### TASK PROMPT
Switch "automated pipeline" to "labeling software" everywhere in the listing below and write out every line again with nothing else changed. Leave the pictures out of your answer.

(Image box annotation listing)
*****

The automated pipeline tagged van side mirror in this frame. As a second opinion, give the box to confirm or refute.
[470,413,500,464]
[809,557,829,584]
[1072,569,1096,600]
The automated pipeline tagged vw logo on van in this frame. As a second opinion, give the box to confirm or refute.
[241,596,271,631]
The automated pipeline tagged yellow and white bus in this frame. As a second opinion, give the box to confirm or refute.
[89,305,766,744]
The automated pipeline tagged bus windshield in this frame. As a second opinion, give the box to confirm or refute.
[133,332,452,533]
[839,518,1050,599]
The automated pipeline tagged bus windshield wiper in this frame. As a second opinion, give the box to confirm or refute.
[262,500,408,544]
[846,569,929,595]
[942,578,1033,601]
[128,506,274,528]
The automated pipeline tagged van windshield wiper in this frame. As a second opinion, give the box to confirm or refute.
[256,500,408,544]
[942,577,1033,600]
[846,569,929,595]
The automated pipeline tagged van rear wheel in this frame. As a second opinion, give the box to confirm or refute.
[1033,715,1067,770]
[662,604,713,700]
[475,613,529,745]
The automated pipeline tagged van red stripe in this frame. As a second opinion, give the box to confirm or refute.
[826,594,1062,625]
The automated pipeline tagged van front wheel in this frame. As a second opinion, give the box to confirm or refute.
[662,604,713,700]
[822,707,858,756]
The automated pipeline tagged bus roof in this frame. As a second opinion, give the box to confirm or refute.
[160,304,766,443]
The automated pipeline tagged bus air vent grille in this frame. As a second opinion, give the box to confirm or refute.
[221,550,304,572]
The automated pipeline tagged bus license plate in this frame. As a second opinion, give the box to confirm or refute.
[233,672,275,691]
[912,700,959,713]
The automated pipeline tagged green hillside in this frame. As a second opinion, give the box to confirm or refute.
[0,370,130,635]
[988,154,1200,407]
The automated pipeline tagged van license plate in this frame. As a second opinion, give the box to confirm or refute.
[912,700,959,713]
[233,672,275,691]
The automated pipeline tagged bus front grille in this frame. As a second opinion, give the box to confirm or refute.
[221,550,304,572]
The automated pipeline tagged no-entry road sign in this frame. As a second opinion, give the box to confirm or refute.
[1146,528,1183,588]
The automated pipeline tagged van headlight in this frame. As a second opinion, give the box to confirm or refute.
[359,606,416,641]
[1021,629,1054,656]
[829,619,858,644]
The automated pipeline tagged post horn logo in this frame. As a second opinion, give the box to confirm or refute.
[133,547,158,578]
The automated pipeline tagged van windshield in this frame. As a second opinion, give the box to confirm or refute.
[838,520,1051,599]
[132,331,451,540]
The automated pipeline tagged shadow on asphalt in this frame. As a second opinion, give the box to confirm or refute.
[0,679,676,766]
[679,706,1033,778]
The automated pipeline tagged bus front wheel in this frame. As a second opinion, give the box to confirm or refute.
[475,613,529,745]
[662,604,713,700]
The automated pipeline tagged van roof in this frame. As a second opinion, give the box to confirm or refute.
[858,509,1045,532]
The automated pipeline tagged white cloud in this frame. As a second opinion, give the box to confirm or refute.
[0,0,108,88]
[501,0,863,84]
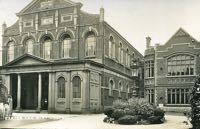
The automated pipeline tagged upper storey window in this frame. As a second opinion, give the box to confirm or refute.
[109,36,115,58]
[26,39,34,55]
[7,41,15,62]
[43,37,52,59]
[167,55,194,76]
[40,0,53,8]
[23,20,33,28]
[61,34,72,58]
[145,60,154,78]
[85,32,96,56]
[119,43,124,64]
[41,16,53,25]
[61,14,72,22]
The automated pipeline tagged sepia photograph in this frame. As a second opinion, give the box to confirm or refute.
[0,0,200,129]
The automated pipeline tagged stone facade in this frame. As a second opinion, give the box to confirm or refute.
[1,0,143,113]
[144,28,200,110]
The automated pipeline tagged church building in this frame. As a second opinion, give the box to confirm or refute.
[0,0,144,113]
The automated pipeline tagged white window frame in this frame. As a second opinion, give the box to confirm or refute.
[61,14,72,22]
[41,16,54,25]
[23,20,33,28]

*****

### THE RESPONSE
The labeling software tagged van side mirror in this frame. As a second opinion, give the box to confirm or refute.
[470,413,500,464]
[809,557,829,584]
[1072,569,1096,600]
The labeling software tagged vw logo on van in this frame. As a second opinion, give the box to confirm or refute.
[241,596,271,631]
The labeling software tagged yellow and white bus in this frame. As a second opinion, give the box to confirm or refute.
[89,305,766,744]
The labeling software tagged bus windshield in this frame. As a second opinion, give the box to confirm or refute.
[133,332,452,533]
[839,518,1050,599]
The labeling software tagged bus windshield wiper in this frame. As a second opinion, give the box to confirm or refute.
[262,500,408,544]
[846,569,929,595]
[942,578,1033,601]
[128,506,274,528]
The labeling software tagged van windshield wiper in this frame. As a second opinion, give the box to confirm or refute.
[256,500,408,544]
[942,577,1033,600]
[846,569,929,595]
The labeling software tagged van rear wheel in this frame. As a second opinion, give the box to confirm or refute.
[1033,715,1067,770]
[662,604,713,700]
[475,613,529,745]
The labeling software tagged van red stripe in this frame. As a second opinion, give the box to confirm or refute.
[826,594,1062,625]
The labeling software tagged van front wheel in this frame. As a second opinion, give the box to confirm or refute.
[662,604,713,700]
[822,707,858,756]
The labeling software tagged bus roof in this frame. As a second opinion, give the box to confirm or refute.
[160,304,766,443]
The labeling software tagged bus air vent grille in this frame. As a second opinion, give the box to confirm or refute.
[221,550,304,572]
The labeling software tagged bus license plate in this frame. As a second opinion, give the box to confirm or refute.
[233,672,275,691]
[912,700,959,713]
The labeling software tagged green hillside in this frame. As a second opinion, give the box to confirm or refute.
[0,370,130,635]
[988,154,1200,407]
The labeling software tagged van license plate in this frame. As a second opinion, give the box to confirm or refute.
[912,700,959,713]
[233,672,275,691]
The labeling software tagged bus front grille in this frame. As a second opinion, give the box to confirm or refute.
[221,550,304,572]
The labeling software tagged no-entry road sign in this frame. As a second opinion, give the box to confirm or refute.
[1146,528,1183,588]
The labeling software tagged van headlight in this frame. As a second opinion, give the box to confirm or refute.
[359,606,416,641]
[1021,629,1054,656]
[829,619,858,644]
The labeling software tagged post horn logo in this frame. As a second opinion, give the box to confirm or refute.
[133,547,158,578]
The labeling software tagged van windshield in this frame. As a second opinion, give the box to confirm or refute.
[838,520,1051,599]
[132,331,451,540]
The labeling software tagged shadow on asphalt in this frame. As a second opinion, give the box to confirm or refute.
[0,679,676,766]
[679,706,1033,778]
The labeling software tagged bus front wheel in this frame. As a second opinion, give the box to confirm or refute.
[475,613,529,745]
[662,604,713,700]
The labeling software tagged van roof in this frame. As a second opinion, give the box to confirm or refute.
[858,509,1045,532]
The labeling software tagged white cloud in this frame. As a second opinion, give the box to confirm or refute.
[0,0,108,88]
[501,0,863,84]
The labeling software tagged upper storey window in this frame. As a second opinion, give the box to confirm or refute.
[109,36,115,58]
[26,39,34,55]
[7,41,15,62]
[43,37,52,59]
[167,55,194,76]
[40,0,53,8]
[23,20,33,28]
[61,34,72,58]
[145,60,154,78]
[85,32,96,56]
[119,43,124,64]
[41,16,53,25]
[61,14,72,22]
The labeling software tagged sepia photograph in this frame. As a second opinion, give the box to confirm or refute.
[0,0,200,129]
The labeling software tagged stone facade in this frame. As a second opinion, give the box to confirm or refute.
[1,0,143,113]
[144,28,200,110]
The labeling software tagged church building in this frame. As a second opinion, give the box to confirm or refute.
[0,0,144,113]
The labeling software tagged white window frame in this frame. As a second opinion, give the box to confirm or refute.
[61,14,72,22]
[41,16,54,25]
[23,20,33,28]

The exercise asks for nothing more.